■ **RAW RECORDS**:
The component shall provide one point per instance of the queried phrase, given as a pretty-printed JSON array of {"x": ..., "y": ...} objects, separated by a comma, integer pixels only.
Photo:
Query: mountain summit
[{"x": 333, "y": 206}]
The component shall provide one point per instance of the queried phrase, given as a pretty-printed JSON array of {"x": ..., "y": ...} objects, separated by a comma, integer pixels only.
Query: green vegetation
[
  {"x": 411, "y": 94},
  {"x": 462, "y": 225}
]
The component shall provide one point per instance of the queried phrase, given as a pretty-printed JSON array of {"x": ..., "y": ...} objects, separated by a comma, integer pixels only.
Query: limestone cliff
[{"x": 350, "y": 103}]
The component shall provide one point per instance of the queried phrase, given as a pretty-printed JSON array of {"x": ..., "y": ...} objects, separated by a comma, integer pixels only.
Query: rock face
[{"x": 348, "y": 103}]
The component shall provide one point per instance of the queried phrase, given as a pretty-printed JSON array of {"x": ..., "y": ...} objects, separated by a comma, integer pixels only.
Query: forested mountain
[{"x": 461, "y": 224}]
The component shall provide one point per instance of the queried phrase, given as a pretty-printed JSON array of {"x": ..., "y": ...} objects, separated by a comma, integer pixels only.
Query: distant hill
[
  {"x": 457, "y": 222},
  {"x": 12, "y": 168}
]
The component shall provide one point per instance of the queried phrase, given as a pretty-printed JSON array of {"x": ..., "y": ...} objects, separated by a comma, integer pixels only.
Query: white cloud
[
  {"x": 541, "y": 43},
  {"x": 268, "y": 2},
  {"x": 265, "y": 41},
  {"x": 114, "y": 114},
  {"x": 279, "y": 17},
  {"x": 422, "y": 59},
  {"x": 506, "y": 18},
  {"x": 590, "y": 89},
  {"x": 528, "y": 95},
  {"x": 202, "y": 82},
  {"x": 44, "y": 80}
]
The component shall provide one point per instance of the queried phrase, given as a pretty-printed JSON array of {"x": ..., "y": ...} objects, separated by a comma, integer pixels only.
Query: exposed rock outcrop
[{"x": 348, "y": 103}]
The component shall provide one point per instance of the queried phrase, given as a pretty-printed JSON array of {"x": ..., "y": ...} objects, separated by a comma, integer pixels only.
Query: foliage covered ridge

■ **PROBLEM DETAILS**:
Filter the entries above, keeping every line that contains the word "mountain". Case counts, so match only that exact capitalization.

■ **IN RESPONSE**:
Query: mountain summit
Query: forested mountain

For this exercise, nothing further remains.